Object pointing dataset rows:
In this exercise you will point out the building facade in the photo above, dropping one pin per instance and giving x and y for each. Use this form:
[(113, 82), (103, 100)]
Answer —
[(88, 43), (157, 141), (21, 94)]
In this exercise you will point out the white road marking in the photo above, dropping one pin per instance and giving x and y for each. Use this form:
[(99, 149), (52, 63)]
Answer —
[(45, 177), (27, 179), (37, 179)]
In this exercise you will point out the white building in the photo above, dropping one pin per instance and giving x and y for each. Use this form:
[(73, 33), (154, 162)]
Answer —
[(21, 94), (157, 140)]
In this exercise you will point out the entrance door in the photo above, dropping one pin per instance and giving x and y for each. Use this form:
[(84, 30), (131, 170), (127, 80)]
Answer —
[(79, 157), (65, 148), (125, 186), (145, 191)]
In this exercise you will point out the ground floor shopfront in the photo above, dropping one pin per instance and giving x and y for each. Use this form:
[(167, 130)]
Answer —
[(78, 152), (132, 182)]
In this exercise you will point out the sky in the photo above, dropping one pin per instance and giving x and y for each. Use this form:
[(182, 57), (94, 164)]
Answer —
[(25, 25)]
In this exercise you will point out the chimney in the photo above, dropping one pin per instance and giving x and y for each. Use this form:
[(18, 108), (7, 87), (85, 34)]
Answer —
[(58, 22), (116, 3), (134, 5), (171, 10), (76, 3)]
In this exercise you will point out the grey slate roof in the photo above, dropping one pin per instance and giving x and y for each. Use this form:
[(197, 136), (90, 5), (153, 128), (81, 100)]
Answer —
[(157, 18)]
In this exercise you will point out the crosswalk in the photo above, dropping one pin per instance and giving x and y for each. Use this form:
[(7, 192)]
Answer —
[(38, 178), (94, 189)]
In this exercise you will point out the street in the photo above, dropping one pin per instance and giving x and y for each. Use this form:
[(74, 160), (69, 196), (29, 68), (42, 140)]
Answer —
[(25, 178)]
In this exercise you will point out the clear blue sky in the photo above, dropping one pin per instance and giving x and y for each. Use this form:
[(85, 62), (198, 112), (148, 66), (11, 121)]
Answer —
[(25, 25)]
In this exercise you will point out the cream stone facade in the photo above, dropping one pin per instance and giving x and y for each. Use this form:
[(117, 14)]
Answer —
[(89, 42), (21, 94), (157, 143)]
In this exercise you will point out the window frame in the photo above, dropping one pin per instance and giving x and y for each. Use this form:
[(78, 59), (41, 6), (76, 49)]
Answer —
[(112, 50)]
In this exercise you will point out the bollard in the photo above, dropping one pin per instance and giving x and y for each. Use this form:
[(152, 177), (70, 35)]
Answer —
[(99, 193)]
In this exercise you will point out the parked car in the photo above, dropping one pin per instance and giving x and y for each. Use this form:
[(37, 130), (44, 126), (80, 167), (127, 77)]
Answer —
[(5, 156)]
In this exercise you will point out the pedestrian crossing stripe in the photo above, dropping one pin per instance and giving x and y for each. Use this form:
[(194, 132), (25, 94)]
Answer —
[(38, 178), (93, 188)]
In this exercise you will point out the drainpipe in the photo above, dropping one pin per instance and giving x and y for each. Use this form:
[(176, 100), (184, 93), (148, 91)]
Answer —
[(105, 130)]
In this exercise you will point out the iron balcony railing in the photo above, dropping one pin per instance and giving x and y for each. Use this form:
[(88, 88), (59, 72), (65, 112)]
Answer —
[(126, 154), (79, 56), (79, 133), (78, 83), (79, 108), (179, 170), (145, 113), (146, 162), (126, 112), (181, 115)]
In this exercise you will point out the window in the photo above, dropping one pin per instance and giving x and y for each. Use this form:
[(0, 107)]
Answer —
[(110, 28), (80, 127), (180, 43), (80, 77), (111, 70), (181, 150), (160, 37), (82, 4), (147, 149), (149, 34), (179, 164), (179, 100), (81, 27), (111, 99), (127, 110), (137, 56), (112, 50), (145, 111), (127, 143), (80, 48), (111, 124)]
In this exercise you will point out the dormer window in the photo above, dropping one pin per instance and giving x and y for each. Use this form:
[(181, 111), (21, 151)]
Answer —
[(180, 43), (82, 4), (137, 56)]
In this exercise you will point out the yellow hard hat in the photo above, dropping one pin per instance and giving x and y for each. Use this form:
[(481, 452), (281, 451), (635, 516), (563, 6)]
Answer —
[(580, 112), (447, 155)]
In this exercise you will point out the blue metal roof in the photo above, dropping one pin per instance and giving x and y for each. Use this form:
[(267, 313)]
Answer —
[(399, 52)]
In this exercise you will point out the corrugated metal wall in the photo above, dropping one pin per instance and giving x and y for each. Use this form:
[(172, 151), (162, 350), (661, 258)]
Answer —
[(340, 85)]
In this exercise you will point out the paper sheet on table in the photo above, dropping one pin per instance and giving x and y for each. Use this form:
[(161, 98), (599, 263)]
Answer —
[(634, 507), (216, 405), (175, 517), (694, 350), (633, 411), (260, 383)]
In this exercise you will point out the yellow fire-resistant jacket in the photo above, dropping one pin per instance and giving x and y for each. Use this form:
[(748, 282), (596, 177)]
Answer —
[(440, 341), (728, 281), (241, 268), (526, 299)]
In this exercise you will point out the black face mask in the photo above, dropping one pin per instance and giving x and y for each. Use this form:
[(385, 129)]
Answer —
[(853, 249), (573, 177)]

● **Written request**
Your task is to repeat the data exactly, with nothing left out.

● **Answer**
In this exercise you will point out the building facade in the photo above, dropping one pin per instance and giving x and y for each. Use this form:
[(113, 82), (103, 100)]
Answer —
[(88, 43), (157, 141), (21, 94)]
In this exercise you will point out the white road marking in the photo above, dropping one pin per instance and giving x and y for each. Use this form:
[(99, 149), (52, 63)]
Answer —
[(45, 177), (27, 179), (37, 179)]
In this exercise you will point out the white building in the photo above, dropping one pin per instance and giving x and y for each. Use this form:
[(73, 33), (154, 162)]
Answer —
[(21, 94), (157, 140)]
In this exercise you will point out the entrance door in the photo above, dropping one pin per instance and giving x and y for each. Use this form:
[(84, 30), (131, 170), (127, 80)]
Answer —
[(79, 157), (65, 148), (125, 186), (145, 191)]
In this exercise you will point out the ground floor shopfront in the photo above, dropping one pin per instance and giving x and y for each. Use this form:
[(167, 130)]
Answer —
[(78, 152), (132, 182)]
In this exercise you will point out the sky in the photo above, dropping one pin per instance and giving x and y for each. Use this form:
[(182, 57), (94, 164)]
Answer —
[(25, 25)]
In this exercise you will point out the chimney in the photo above, dropping one pin per instance and giving x and y for each. Use this form:
[(18, 108), (7, 87), (85, 34)]
Answer —
[(58, 22), (116, 3), (134, 5), (171, 10), (76, 3)]
In this exercise you will point out the grey slate roof in the photo above, dropping one pin per instance and giving x and y for each. Use this form:
[(197, 136), (90, 5), (153, 128), (81, 100)]
Answer —
[(157, 18)]
In this exercise you will point out the crosswalk in the photo above, dropping one pin per instance and giving x and y for each. Use this form:
[(7, 192)]
Answer —
[(38, 178), (94, 189)]
In this exercise you will point out the street in the photo above, dropping one pin per instance and giving x and y for each. Use this form:
[(74, 160), (69, 196), (29, 68), (42, 140)]
Answer —
[(25, 178)]
In this exercise you will point out the clear blue sky in the photo above, dropping one pin per instance and giving x and y for each. Use this form:
[(85, 62), (198, 112), (148, 66), (11, 121)]
Answer —
[(25, 25)]
In this exercise you will point out the cream stone facade in the photo above, dropping one pin per instance and giving x and y for each. Use this form:
[(117, 14)]
Answer —
[(89, 42), (21, 94), (157, 143)]
In this exercise you will point out the window frame in the photo above, dropping one pin per instance and giving x and y for each. Use this form:
[(78, 59), (41, 6), (76, 49)]
Answer —
[(112, 50)]
In this exercise you will point out the bollard in the photo above, dropping one pin per instance and giving x and y for each. Use this form:
[(152, 177), (70, 35)]
Answer —
[(99, 193)]
In this exercise you will point out the parked car in the photo above, dropping one pin per instance and giving x and y for each. Use this form:
[(37, 130), (44, 126), (80, 167), (127, 77)]
Answer —
[(5, 156)]
In this exercise you will point out the pedestrian crossing stripe in the photo above, dropping one pin per instance and giving x and y for each. Use this form:
[(194, 132), (25, 94)]
Answer —
[(38, 178), (93, 188)]
In this exercise you will point out the drainpipe in the photo above, dropping one pin per instance and giving x and y for each. Use this form:
[(176, 100), (184, 93), (148, 91)]
Answer —
[(105, 130)]
In this exercise you will point out the iron balcony railing in the photo above, dropping one pin per instance and giving x and y for each. Use this form:
[(88, 88), (59, 72), (65, 112)]
Answer —
[(126, 154), (79, 56), (79, 133), (78, 83), (79, 108), (179, 170), (145, 113), (146, 162), (126, 112), (181, 115)]
In this exercise you will point out the window in the photo above, dropping one pin per instance and giving x and y for each. Use this form:
[(0, 107)]
Answer —
[(110, 28), (80, 127), (180, 43), (80, 77), (111, 70), (181, 150), (160, 37), (82, 4), (147, 149), (149, 34), (179, 164), (179, 100), (81, 27), (111, 99), (127, 110), (137, 56), (112, 50), (145, 111), (127, 143), (80, 48), (111, 124)]
In this exercise you will point out the dormer window in the photo above, dropping one pin per instance and giving x and y for each. Use this form:
[(181, 111), (21, 151)]
Answer —
[(180, 43), (82, 4), (137, 56)]
In this exercise you will point out the yellow hard hat in the photo above, dropping one pin per instance and giving x and y for each. Use this form:
[(481, 452), (281, 451), (635, 516), (563, 6)]
Answer —
[(580, 112), (447, 155)]
In this exercise you will point out the blue metal roof in the photo above, dropping one pin per instance and giving x and y for each. Use this form:
[(267, 313)]
Answer —
[(399, 52)]
In this exercise you will point out the corrugated metal wall in the photo above, dropping one pin per instance and giving x and y for each. Use this form:
[(172, 151), (162, 350), (661, 258)]
Answer —
[(340, 85)]
In this exercise you will point out the paper sheet on table in the photo above, dropping one pin per instance and giving x and y for each. Use this form:
[(161, 98), (599, 263)]
Answer —
[(634, 507), (216, 405), (175, 517), (694, 350), (633, 411), (260, 383)]
In this exercise you will point out the yellow fire-resistant jacket in the photo above, dropping one pin per instance and giving x and y for each. Use this form:
[(748, 282), (596, 177)]
Answer —
[(440, 341), (728, 281), (241, 268), (526, 299)]
In this exercise you will point out the black face mask in the photo above, dropping one pin per instance and giving x and y for each. Use this form:
[(385, 129)]
Answer —
[(853, 249), (573, 177)]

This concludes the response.